- **Written task**
Edit the part that opens with the line containing "of the blazer" and closes with the line containing "Query: blazer collar": replace "blazer collar" with "jacket lapel" and leave everything else unchanged. Give back only those lines.

- **Extracted information**
START

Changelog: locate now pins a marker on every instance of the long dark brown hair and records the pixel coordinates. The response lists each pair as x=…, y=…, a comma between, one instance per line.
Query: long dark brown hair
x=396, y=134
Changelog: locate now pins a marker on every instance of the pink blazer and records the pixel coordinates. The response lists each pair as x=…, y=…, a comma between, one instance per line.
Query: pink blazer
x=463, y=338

END
START

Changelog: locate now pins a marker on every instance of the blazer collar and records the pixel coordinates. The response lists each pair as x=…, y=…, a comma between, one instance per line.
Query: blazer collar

END

- **Complete answer**
Changelog: locate now pins a marker on every instance of the jacket lapel and records the pixel coordinates. The response lists each pair as x=…, y=…, a comma between, one instance per line.
Query: jacket lapel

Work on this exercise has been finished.